TASKS AND EXERCISES:
1. According to the queen angelfish passage, how many queen angelfish were traded at Fortaleza from 1995 to 2000?
2. Using the queen angelfish passage, mark each statement as yes or no and quote the words that decide it: (a) Queen angelfish are commonly fished for food. (b) Juvenile queen angelfish survive better in aquariums than those taken as adults. (c) In 2010 the species was assessed as endangered.
3. Extend the queen angelfish passage beyond its final sentence.

PROVIDED TEXT:
┌────────

Queen angelfish are not normally eaten or commercially fished. They are captured mostly for the aquarium trade, where they are highly valued. As juveniles, angelfish can adapt to eating typical aquarium food and hence have a higher survival rate than individuals taken as adults, which require a more specialized diet.

In Brazil, the queen angelfish is the most common marine ornamental fish sold aboard. From 1995 to 2000, 43,730 queen angelfish were traded at Fortaleza in the northeast of the country, and in 1995, 75% of marine fish sold were both queen and French angelfish. In 2010, the queen angelfish was assessed as least concern by the International Union for Conservation of Nature, as the species is only significantly fished off Brazil and the wild population appeared to be secure.

└────────

SUPPLIED RECORDS:
┌────────

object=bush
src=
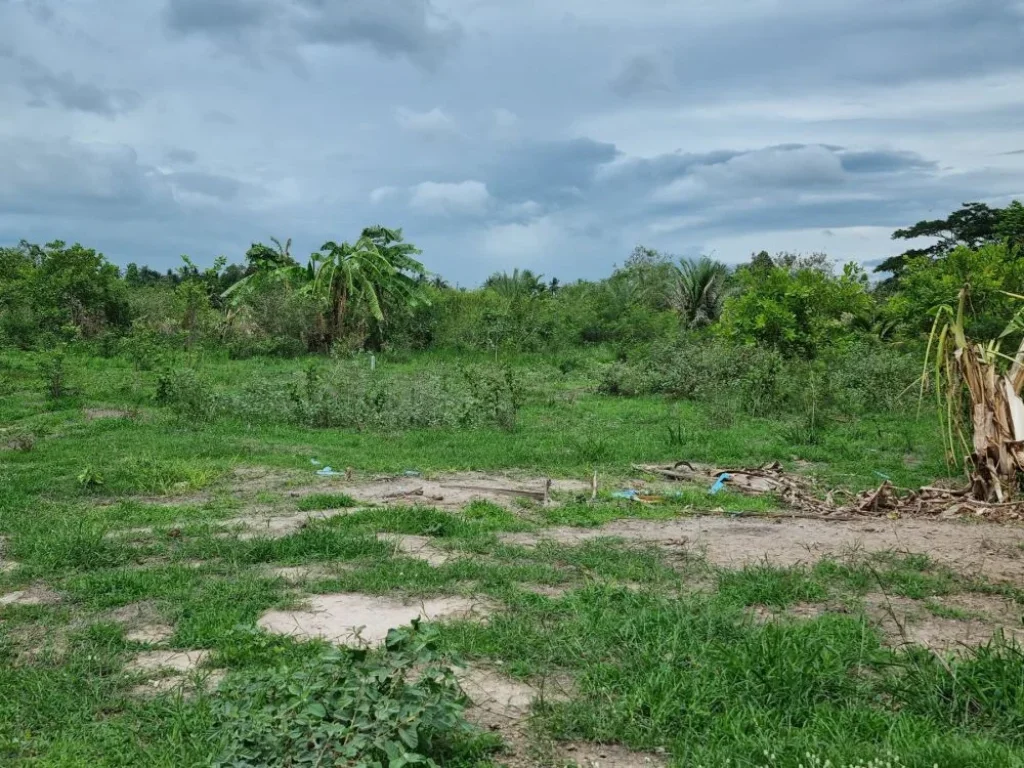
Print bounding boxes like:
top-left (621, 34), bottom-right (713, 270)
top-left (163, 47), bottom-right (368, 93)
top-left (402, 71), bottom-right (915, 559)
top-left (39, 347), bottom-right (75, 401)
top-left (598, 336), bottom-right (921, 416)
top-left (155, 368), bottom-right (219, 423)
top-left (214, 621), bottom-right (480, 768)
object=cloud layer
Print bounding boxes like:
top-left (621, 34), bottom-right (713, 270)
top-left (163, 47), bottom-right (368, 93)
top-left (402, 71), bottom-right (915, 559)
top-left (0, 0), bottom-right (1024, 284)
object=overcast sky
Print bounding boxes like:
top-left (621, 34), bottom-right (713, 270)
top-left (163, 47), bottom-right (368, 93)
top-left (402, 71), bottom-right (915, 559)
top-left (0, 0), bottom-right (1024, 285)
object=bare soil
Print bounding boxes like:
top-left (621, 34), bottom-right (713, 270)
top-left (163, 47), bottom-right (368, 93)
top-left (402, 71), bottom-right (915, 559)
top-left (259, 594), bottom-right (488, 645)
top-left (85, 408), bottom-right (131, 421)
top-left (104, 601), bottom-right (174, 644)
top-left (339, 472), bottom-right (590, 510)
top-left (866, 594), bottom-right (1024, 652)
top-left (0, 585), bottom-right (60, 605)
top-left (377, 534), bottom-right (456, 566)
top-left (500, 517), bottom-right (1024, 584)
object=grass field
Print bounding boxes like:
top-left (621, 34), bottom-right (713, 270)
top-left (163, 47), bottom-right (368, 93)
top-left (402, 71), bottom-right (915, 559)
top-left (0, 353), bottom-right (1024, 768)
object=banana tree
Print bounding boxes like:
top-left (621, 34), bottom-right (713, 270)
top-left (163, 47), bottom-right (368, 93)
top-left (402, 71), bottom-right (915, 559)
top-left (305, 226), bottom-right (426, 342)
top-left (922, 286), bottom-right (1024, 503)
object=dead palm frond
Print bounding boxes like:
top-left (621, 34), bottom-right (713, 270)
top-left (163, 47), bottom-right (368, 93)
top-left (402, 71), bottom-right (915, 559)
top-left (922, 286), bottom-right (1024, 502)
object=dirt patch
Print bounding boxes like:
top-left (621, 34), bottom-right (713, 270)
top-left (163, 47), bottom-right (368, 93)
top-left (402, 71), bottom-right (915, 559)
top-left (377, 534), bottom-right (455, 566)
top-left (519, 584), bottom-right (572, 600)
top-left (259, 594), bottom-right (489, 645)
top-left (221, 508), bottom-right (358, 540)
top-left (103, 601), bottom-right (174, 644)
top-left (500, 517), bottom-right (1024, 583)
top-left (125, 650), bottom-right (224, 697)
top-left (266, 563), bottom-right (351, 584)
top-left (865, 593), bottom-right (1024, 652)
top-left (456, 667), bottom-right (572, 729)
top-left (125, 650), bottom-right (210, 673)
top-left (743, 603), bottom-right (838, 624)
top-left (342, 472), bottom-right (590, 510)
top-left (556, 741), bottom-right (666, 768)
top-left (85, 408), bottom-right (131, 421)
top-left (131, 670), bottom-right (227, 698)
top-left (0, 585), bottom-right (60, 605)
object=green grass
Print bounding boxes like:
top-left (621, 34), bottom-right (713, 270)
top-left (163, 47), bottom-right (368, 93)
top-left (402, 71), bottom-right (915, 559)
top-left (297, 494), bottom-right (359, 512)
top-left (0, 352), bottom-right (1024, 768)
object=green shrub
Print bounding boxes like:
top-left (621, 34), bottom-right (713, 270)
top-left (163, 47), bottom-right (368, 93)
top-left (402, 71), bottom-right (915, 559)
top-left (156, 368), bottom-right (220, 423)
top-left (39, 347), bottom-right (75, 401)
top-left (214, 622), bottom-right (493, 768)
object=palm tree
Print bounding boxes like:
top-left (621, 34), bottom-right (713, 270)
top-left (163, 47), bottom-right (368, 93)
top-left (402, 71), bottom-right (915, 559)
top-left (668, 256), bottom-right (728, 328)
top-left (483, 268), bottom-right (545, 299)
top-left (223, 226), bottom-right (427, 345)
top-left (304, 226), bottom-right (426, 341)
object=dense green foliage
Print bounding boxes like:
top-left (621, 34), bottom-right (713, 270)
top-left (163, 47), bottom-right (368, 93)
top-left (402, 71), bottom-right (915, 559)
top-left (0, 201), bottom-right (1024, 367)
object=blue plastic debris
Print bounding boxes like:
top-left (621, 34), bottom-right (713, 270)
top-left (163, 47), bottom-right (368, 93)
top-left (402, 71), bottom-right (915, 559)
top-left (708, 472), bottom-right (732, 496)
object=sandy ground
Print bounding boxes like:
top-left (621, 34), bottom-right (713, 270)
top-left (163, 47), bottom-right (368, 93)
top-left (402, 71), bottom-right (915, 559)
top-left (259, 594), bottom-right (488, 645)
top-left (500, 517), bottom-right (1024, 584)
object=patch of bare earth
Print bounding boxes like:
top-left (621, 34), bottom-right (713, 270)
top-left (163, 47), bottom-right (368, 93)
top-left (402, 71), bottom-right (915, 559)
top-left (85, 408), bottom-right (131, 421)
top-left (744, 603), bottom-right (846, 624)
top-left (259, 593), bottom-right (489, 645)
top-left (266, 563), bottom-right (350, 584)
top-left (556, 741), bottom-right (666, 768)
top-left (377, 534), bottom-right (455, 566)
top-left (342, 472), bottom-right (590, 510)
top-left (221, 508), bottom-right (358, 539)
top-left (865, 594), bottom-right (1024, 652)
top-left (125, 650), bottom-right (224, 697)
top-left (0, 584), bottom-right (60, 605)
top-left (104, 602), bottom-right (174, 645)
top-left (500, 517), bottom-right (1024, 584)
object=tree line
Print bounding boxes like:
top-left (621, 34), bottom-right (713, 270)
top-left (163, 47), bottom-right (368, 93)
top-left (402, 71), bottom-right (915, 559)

└────────

EXERCISE RESULTS:
1. 43,730

2.
(a) No: "Queen angelfish are not normally eaten or commercially fished."
(b) Yes: "have a higher survival rate than individuals taken as adults"
(c) No: "assessed as least concern by the International Union for Conservation of Nature"

3.
Queen angelfish have been caught in the eastern Adriatic Sea, off Croatia, in 2011, and the Mediterranean Sea, off Malta, in 2020. These are likely introductions from the aquarium industry and not natural colonizations. In 2015, an aquarium-introduced angelfish was found in the Red Sea at Eilat's Coral Beach, Israel. Its kidney was infected with the disease-causing bacterium Photobacterium damselae piscicida, which was not previously recorded in Red Sea fish, raising concerns that it could infect native fish.